### TRECHO DO TEXTO
::::::::
Este trabalho busca fazer um resumo de aspectos significativos da mitologia

armênia, anterior à conversão do povo armênio ao catolicismo. São destacadas as

principais divindades, suas relações com outras culturas e rituais. Como acontece em

outros aspectos da cultura armênia, também nas religiões primitivas um traço marcante

é a influência recebida de diversos impérios e povos que ocuparam regiões vizinhas,

resultando em lendas marcadas por sincretismo, apropriação de deuses de outras

culturas, associações e identificações entre deuses locais e estrangeiros, constituindo um

panorama extremamente rico e complexo.

De acordo com Hacikyan (2000), no período urartiano a crença era em uma

trindade composta por Khaldi, Teisheba e Shiwini. Ananikian (1925) se refere ao trio

por Khaldi (deus dos céus), Theispas (deus do trovão) e Artinis (deus do sol). Kurkjian

(1958), por sua vez, indica o predomínio de Haldis, Thiespas e Ártemis. Da contradição

entre essas fontes pode-se inferir que o protagonismo de Khaldi provalvemente era

muito significativo, mas a composição da trindade é questionável para além das

variações de registro como Khaldi-Haldis e Teisheba-Theispas.

Ananikian (1925) acrescenta que abaixo do trio havia ainda 46 divindades

secundárias, com culto restrito a certas localidades. O mesmo autor argumenta que a

trindade de deuses masculinos seria uma característica de inspiração babilônica,

afastando o panteão urartiano do comportamento de tribos da Anatólia, em que era

frequente a presença de uma deusa mãe.
::::::::
### REQUISITOS DO EXERCÍCIO
(a) Responda, com base no texto sobre a mitologia armênia:
(i) Segundo Hacikyan (2000), quais divindades formavam a trindade no período urartiano?
(ii) Quantas divindades secundárias havia abaixo do trio, conforme Ananikian (1925)?
(iii) De que inspiração seria a trindade de deuses masculinos, segundo Ananikian?
(b) Reúna todas as linhas dos registros que contêm a palavra "ambulance".

Registros de apontamento e rotulagem:
::::::::
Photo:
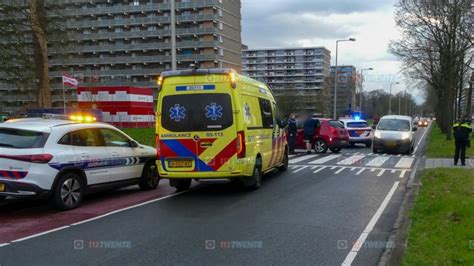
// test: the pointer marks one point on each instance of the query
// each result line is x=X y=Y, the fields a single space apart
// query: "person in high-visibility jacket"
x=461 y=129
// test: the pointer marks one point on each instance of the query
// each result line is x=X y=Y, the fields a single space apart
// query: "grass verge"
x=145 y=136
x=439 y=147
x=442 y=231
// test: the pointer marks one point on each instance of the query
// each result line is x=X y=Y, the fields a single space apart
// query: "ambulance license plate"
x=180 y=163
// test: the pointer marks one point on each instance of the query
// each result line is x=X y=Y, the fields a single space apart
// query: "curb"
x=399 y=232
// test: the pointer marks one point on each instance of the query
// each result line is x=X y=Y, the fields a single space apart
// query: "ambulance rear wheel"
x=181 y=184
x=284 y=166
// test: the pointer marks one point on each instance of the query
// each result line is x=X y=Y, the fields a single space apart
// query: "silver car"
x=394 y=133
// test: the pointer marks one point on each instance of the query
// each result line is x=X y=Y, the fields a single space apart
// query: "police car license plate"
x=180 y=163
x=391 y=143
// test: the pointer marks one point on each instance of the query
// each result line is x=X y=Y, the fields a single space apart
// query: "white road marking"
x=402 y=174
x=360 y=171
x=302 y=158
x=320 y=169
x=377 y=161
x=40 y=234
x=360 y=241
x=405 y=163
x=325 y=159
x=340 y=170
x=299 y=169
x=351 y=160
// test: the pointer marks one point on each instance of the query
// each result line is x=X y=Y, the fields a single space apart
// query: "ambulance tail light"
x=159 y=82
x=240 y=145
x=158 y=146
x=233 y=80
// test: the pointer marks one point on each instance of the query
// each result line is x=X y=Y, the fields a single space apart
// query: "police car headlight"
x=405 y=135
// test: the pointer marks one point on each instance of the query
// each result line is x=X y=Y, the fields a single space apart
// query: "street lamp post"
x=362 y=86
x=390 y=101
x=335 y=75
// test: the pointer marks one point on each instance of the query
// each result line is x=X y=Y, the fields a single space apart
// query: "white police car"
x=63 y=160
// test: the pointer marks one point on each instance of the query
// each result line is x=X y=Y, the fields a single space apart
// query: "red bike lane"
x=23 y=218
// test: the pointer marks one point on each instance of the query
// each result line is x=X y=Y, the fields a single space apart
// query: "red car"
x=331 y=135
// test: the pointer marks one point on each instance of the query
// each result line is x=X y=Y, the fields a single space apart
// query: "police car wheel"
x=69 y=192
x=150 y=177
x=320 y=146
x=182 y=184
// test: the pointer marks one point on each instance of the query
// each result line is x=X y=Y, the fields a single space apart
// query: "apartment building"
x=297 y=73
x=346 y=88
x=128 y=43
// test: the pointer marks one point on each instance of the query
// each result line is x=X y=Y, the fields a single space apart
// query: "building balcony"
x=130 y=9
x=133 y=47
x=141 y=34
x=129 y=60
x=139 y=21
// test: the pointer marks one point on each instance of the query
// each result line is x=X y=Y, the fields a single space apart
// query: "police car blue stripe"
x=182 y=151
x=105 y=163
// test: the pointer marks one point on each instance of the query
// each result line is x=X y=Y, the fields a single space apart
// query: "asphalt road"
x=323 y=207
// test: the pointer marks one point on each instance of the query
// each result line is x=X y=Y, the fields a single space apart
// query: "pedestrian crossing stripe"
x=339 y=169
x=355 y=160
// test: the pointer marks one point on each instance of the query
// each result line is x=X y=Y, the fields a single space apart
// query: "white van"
::::::::
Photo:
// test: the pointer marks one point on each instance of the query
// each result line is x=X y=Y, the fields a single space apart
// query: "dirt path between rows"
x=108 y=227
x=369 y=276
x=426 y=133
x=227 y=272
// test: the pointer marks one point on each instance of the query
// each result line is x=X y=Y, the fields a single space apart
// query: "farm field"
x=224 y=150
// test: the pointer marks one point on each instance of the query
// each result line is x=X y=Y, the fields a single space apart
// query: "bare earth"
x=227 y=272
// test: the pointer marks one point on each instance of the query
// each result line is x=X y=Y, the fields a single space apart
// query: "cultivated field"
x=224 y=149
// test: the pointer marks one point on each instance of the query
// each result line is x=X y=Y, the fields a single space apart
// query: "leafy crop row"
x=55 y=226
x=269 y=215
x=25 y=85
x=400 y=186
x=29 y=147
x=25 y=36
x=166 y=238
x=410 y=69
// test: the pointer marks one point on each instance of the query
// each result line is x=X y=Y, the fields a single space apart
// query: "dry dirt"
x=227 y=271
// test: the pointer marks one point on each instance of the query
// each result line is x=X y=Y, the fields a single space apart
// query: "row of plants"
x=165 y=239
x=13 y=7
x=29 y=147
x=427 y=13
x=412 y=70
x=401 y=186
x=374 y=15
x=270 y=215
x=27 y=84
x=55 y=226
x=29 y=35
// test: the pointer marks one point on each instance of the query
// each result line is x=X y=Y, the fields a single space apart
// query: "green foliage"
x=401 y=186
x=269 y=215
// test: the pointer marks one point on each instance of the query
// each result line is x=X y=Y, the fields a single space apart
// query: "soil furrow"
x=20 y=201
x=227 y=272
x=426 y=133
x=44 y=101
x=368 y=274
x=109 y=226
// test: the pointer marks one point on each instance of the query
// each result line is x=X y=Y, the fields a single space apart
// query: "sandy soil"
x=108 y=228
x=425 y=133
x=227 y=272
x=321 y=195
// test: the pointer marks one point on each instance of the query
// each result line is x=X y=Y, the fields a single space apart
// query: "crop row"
::::::::
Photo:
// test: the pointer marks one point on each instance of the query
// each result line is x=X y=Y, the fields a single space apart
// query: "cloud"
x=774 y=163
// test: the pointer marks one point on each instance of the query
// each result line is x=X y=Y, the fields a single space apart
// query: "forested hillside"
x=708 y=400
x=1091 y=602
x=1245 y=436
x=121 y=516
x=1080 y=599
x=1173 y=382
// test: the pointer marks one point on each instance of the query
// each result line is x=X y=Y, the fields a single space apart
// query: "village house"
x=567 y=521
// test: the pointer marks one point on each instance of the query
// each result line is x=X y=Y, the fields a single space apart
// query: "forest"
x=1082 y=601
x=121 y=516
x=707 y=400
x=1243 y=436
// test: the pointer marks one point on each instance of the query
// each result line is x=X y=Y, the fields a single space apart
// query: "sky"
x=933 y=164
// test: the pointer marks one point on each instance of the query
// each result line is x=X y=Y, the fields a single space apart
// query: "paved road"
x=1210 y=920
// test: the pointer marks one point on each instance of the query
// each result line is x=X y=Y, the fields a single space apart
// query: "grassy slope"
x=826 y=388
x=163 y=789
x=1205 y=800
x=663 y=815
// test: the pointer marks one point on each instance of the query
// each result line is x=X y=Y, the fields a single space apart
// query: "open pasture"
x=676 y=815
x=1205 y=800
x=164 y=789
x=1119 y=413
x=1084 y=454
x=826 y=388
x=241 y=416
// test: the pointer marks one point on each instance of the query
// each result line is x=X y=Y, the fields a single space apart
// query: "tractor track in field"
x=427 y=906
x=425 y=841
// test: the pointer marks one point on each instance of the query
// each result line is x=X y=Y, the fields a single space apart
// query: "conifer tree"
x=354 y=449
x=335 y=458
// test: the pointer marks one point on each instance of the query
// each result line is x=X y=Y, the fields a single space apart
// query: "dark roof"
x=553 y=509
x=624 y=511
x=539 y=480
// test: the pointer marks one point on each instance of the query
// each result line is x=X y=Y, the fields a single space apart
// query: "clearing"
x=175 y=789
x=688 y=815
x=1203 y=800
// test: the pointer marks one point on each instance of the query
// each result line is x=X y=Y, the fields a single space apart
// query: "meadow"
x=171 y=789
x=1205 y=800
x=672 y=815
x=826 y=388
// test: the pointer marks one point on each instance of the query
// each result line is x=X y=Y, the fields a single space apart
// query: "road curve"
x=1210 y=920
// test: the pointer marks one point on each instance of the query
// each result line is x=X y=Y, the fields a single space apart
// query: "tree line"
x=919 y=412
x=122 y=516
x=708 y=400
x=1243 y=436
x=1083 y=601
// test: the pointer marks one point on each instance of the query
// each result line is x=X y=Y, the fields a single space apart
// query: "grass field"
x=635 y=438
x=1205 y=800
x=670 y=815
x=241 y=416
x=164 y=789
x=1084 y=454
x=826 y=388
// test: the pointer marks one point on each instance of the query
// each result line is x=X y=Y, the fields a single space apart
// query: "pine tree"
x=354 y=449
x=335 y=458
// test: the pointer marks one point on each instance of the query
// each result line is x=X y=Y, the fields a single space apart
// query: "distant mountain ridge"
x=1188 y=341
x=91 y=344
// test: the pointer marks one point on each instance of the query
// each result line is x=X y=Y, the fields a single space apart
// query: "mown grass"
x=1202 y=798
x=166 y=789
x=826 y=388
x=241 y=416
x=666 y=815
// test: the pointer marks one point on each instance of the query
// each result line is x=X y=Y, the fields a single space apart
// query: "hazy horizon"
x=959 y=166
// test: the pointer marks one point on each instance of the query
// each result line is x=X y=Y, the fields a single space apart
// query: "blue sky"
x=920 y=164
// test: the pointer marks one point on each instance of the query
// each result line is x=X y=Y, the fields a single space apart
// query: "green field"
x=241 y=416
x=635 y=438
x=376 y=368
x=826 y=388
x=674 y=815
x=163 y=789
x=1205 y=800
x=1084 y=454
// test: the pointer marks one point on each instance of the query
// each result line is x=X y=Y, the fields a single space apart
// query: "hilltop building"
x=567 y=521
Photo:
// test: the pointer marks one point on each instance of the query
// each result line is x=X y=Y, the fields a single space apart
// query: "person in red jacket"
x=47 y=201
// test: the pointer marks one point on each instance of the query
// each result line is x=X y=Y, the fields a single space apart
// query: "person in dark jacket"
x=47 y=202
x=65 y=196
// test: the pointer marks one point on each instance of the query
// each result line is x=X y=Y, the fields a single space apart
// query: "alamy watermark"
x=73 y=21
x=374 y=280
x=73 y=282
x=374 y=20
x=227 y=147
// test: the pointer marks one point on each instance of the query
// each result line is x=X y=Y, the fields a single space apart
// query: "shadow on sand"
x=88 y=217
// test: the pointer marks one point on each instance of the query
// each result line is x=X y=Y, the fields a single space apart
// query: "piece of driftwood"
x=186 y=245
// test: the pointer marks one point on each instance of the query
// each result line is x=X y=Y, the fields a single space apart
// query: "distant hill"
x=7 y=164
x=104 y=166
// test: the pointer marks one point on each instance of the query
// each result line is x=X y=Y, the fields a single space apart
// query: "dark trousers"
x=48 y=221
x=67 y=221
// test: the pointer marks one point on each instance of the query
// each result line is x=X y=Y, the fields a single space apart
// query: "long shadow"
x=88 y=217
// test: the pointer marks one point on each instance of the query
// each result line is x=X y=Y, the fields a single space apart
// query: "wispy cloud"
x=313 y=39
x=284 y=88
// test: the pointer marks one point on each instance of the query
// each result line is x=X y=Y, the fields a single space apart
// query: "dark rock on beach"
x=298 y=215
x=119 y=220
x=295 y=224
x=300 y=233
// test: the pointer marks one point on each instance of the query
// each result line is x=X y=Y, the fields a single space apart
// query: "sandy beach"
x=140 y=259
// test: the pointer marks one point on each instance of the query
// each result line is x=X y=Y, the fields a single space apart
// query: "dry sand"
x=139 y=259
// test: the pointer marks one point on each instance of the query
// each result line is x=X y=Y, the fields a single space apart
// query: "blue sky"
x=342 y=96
::::::::
### RESPOSTAS POR TAREFA
(a)
(i) Khaldi, Teisheba e Shiwini.
(ii) 46.
(iii) Babilônica.

(b)
// query: "ambulance license plate"
// query: "ambulance rear wheel"
// query: "ambulance tail light"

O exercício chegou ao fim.